▶ **PROVIDED DATA**:
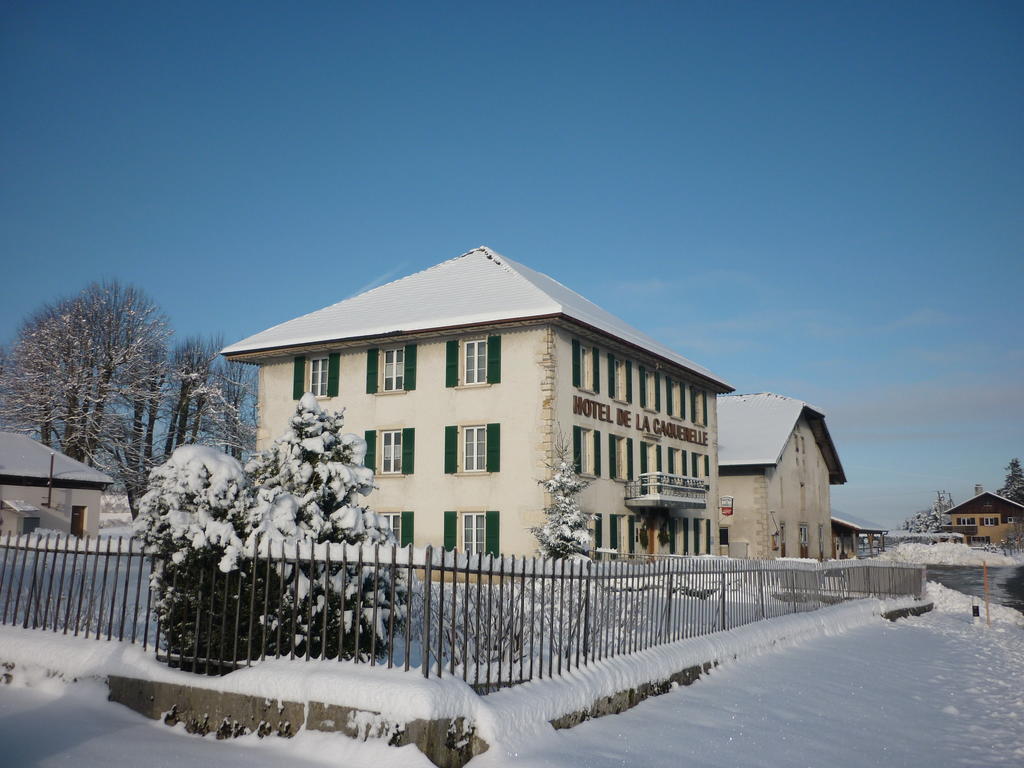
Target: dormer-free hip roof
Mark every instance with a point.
(478, 288)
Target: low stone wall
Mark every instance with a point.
(448, 743)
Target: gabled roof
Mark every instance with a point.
(978, 496)
(753, 430)
(23, 457)
(479, 287)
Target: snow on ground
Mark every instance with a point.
(946, 553)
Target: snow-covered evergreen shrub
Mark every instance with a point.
(566, 532)
(192, 520)
(308, 485)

▶ **ACTION ITEM**: In the material above, how many lines hold the word "roof"? Say only the number.

▶ **OUTPUT**: 2